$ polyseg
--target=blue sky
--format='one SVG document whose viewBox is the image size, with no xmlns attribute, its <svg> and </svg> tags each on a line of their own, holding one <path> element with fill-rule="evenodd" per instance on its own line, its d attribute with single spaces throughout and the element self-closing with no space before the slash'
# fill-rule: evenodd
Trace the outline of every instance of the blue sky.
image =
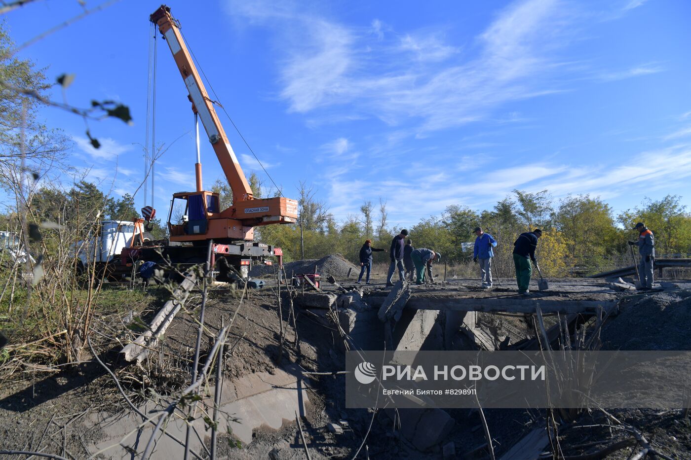
<svg viewBox="0 0 691 460">
<path fill-rule="evenodd" d="M 73 164 L 115 195 L 143 177 L 148 18 L 160 3 L 124 0 L 20 53 L 51 79 L 75 74 L 75 105 L 131 107 L 132 126 L 91 124 L 99 151 L 81 119 L 42 112 L 74 138 Z M 306 181 L 339 220 L 381 197 L 390 224 L 409 226 L 449 204 L 491 207 L 513 189 L 600 195 L 617 211 L 668 193 L 691 203 L 685 0 L 169 6 L 284 195 Z M 5 20 L 21 44 L 80 12 L 76 1 L 39 1 Z M 158 50 L 156 140 L 170 146 L 156 166 L 164 214 L 173 192 L 193 189 L 195 158 L 184 85 L 162 40 Z M 219 116 L 245 173 L 269 185 Z M 209 188 L 223 173 L 205 138 Z"/>
</svg>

> **EXERCISE PROMPT**: Pull out each line of the items above that contains the string "image". Letter case counts, so a line with the string only in other capitalization does not qualify.

> **SOLUTION TO THE EXERCISE**:
--format='one SVG document whose viewBox is the image size, with no xmlns attribute, its <svg> and </svg> tags each on a line of their own, holding one <path> element with fill-rule="evenodd" per instance on its own line, its d attribute with single spaces throughout and the element self-closing with no space before the slash'
image =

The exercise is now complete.